**Provided information**.

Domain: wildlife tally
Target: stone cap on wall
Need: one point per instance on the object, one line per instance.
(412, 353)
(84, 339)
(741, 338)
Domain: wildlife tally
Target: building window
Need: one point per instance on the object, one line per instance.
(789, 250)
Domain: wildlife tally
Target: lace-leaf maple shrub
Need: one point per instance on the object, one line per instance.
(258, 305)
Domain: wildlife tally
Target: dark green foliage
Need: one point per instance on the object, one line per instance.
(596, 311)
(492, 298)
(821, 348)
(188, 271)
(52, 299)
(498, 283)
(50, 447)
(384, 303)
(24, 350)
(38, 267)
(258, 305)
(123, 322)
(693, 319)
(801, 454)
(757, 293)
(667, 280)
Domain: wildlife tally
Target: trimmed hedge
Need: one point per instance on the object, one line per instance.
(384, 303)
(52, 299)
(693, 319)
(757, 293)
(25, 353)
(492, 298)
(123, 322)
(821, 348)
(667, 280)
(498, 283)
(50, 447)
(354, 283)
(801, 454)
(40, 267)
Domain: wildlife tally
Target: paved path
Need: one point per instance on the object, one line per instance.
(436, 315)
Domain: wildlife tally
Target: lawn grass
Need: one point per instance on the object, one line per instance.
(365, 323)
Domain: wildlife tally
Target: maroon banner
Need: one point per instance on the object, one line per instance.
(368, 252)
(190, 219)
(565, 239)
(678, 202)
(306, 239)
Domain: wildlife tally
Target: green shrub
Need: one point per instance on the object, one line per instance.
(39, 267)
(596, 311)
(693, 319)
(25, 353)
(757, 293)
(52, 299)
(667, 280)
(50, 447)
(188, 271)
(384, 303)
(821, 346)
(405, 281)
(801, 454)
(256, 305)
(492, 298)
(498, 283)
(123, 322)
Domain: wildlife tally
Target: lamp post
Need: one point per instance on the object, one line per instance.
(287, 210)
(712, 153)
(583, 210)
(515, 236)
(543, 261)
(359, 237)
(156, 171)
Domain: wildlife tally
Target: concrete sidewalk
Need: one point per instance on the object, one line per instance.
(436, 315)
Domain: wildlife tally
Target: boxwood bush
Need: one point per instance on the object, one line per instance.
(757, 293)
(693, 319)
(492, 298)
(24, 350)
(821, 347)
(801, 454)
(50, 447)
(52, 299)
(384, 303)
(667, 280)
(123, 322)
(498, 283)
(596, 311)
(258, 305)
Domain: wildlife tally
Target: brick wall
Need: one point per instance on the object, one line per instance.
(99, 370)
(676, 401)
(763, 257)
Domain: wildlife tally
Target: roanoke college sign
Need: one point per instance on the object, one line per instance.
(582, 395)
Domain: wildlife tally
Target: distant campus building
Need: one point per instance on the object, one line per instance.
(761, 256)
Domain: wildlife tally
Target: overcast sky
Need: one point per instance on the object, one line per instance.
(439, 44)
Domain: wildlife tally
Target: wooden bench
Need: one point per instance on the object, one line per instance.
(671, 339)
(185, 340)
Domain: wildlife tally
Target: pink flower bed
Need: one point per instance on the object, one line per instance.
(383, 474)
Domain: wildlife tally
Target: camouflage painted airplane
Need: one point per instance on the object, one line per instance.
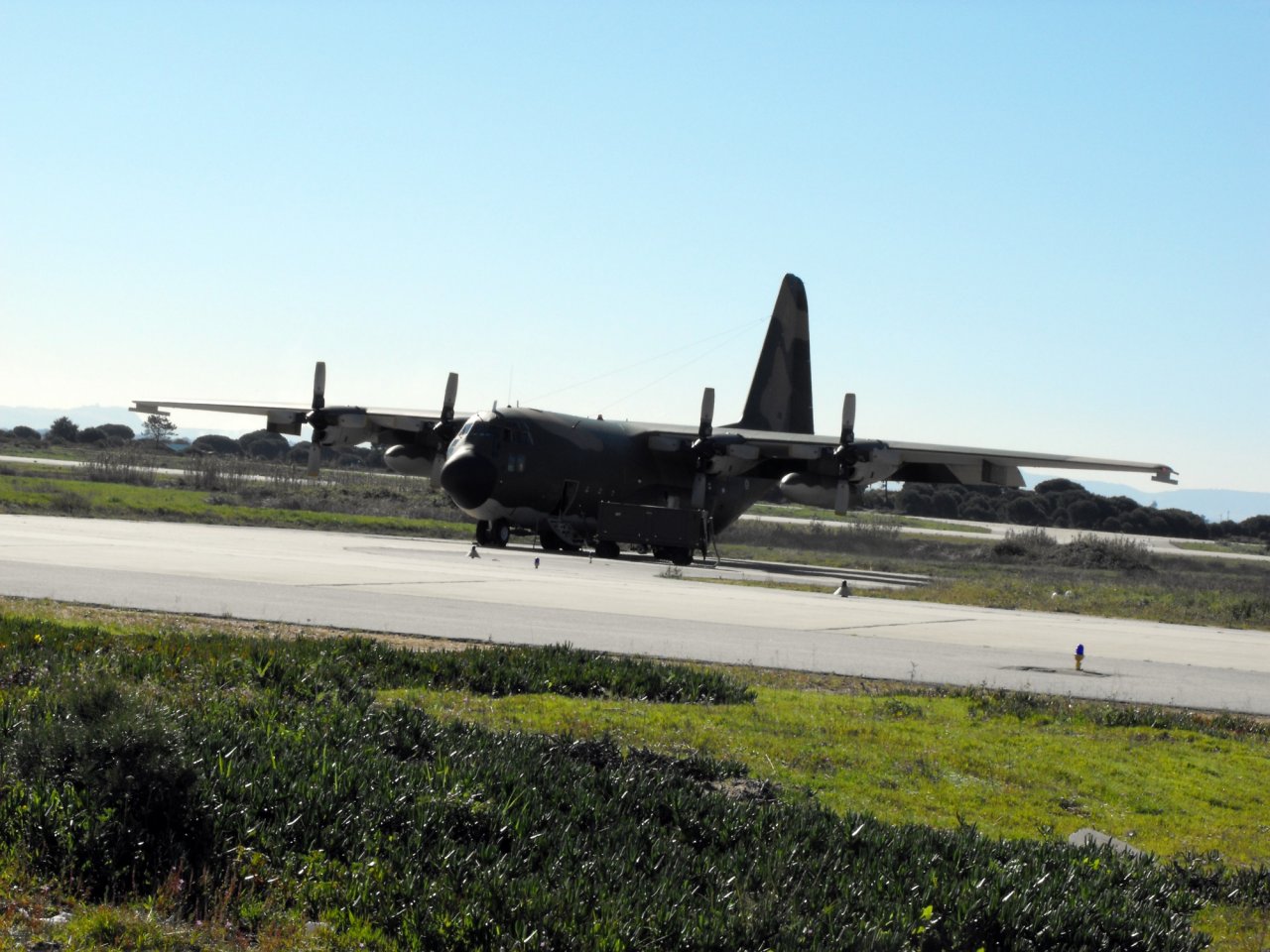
(575, 481)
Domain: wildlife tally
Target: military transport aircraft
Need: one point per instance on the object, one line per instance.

**What you need to do**. Reproduce the full listing above verbatim, with no pictures included.

**Answer to the problem**.
Domain: wildlife tally
Target: stone cap on wall
Need: one point per instance on the object, one line per instance.
(412, 353)
(84, 339)
(741, 338)
Domain: wildlife tally
Target: building window
Need: one point per instance on the object, one line per instance.
(789, 250)
Domain: wildlife tally
Target: lace-leaf maple shrub
Need: one point per instance on the object, one line per instance.
(258, 305)
Domain: wildlife tally
Target: dark green foliage
Need: one point per instance on the object, one line per instance.
(596, 311)
(492, 298)
(821, 348)
(188, 271)
(52, 299)
(498, 283)
(50, 447)
(384, 303)
(24, 350)
(38, 267)
(258, 305)
(123, 322)
(693, 319)
(801, 454)
(757, 293)
(667, 280)
Domain: wildlife tally
Target: trimmed hedge
Need: one point per instance on the object, one line per instance.
(384, 303)
(52, 299)
(693, 319)
(757, 293)
(25, 353)
(492, 298)
(123, 322)
(821, 348)
(667, 280)
(498, 283)
(50, 447)
(354, 283)
(801, 454)
(40, 267)
Domain: wildlife tally
Target: paved path
Need: one point per instance on the object, one line per instance.
(436, 315)
Domain: wildlife tally
Target: lawn grass
Need: one point per instance on the object, one line per instance.
(365, 323)
Domain: wildlife tally
Target: maroon banner
Need: one point per instance on the object, one line per instance.
(368, 252)
(190, 219)
(565, 239)
(678, 202)
(306, 239)
Domain: wildlife tally
Target: green shrub
Need: one point per instance on the object, one line per instance.
(39, 267)
(596, 311)
(693, 319)
(25, 353)
(757, 293)
(52, 299)
(667, 280)
(50, 447)
(188, 271)
(384, 303)
(821, 346)
(405, 281)
(801, 454)
(256, 305)
(492, 298)
(498, 283)
(123, 322)
Domain: wildlife tally
Target: lamp post
Need: one point per instance on the object, one line per instance.
(287, 210)
(712, 153)
(583, 210)
(515, 236)
(543, 261)
(359, 237)
(156, 171)
Domain: wildlife tally
Target: concrete sidewalk
Need: one point per instance on the object, one line per instance.
(436, 315)
Domain: wildlife tally
Target: boxwood bush
Need: one point per instance on the object, one line per instance.
(757, 293)
(693, 319)
(492, 298)
(24, 350)
(821, 347)
(801, 454)
(50, 447)
(52, 299)
(384, 303)
(667, 280)
(123, 322)
(498, 283)
(596, 311)
(258, 305)
Domain: wildlife tally
Target: brick wall
Need: one point per instance on the object, one line per instance.
(99, 370)
(676, 401)
(763, 257)
Domain: wildlife tally
Target: roanoke college sign
Need: one point per instance on the object, one line per instance.
(582, 395)
Domain: wildlife tally
Target: distant campus building
Need: one point per instance on the object, one line per instance.
(761, 256)
Domain: wildlife tally
Target: overcast sky
Need: one point per instance on the object, one line per instance.
(439, 44)
Domain: wildlife tally
Target: wooden bench
Need: one point per instance on the object, one line per instance.
(671, 339)
(185, 340)
Domain: wildlife tally
Target: pink flower bed
Need: one point per instance on the object, one line per instance.
(383, 474)
Domain: wildlife tally
Target: camouflage painted airplane
Need: one point per instance on the object, one line per instance.
(575, 481)
Domain: wildlife tally
Target: military transport aircraft
Need: one point per instance on the object, one line per instance.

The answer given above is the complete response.